● **YOUR GOAL**: Copy each line exactly, starting with the one that contains "of the cat's" and stopping after the last line of the material below, with nothing else.

Segment Start: DATA IN THIS EXERCISE

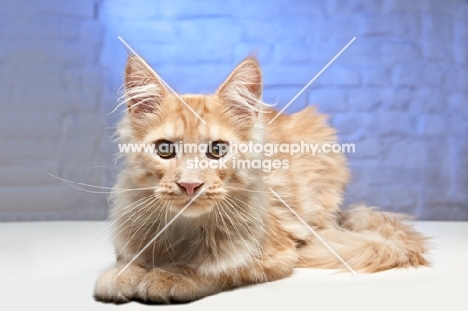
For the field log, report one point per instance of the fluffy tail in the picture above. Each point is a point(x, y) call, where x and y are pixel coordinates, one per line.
point(368, 241)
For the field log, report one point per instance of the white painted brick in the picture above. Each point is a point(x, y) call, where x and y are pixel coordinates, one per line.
point(138, 9)
point(346, 7)
point(329, 100)
point(377, 76)
point(402, 6)
point(400, 52)
point(436, 52)
point(264, 51)
point(460, 54)
point(293, 53)
point(282, 95)
point(432, 125)
point(364, 99)
point(37, 126)
point(413, 149)
point(394, 26)
point(438, 29)
point(355, 126)
point(27, 175)
point(396, 123)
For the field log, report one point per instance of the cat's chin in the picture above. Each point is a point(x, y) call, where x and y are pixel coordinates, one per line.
point(194, 210)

Segment End: DATA IN THIS EXERCISE

● **PROBLEM SOLUTION**:
For the field log, report one point per instance of the cat's chin in the picture above. Each point is a point(x, y) call, where x and y are pixel coordinates, one per line.
point(194, 210)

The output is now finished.